Copy the lines of data below verbatim, starting at the line that contains "The component shall point out each instance of the mint sprig" and ending at the line that contains "point(254, 322)", with both of those lines included.

+++

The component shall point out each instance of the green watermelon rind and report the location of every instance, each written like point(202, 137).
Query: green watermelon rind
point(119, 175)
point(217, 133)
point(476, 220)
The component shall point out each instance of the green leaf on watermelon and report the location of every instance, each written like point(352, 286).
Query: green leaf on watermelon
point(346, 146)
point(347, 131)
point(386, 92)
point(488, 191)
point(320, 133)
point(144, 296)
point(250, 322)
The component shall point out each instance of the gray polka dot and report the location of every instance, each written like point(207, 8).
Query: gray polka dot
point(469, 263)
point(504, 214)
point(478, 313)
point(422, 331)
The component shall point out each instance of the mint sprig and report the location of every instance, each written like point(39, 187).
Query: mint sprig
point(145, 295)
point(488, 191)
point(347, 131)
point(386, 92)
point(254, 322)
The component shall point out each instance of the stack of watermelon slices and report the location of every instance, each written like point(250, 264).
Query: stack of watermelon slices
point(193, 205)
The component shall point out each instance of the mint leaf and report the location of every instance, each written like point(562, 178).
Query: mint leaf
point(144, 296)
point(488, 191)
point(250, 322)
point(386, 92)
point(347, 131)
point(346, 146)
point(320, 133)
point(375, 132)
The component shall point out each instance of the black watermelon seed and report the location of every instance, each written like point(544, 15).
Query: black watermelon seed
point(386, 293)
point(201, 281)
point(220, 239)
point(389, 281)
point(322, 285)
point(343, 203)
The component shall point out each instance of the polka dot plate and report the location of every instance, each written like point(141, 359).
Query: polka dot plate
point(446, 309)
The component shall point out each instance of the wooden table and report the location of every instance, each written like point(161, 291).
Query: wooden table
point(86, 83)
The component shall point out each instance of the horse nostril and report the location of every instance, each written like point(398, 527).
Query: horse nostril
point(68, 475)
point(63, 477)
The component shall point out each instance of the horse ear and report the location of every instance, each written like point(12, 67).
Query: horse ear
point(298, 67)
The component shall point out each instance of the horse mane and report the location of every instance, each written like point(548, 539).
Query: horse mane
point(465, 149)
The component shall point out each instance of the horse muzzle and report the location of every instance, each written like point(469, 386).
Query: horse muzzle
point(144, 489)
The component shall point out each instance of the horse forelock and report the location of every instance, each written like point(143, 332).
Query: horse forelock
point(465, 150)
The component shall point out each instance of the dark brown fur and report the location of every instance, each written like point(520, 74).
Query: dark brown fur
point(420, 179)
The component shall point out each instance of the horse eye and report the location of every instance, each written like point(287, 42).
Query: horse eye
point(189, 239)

+++

**Reply to the exercise**
The component shall point out each instance of the mint sprig and report the location of every instance, each written like point(39, 187).
Query: mint sprig
point(145, 295)
point(488, 191)
point(347, 131)
point(386, 92)
point(254, 322)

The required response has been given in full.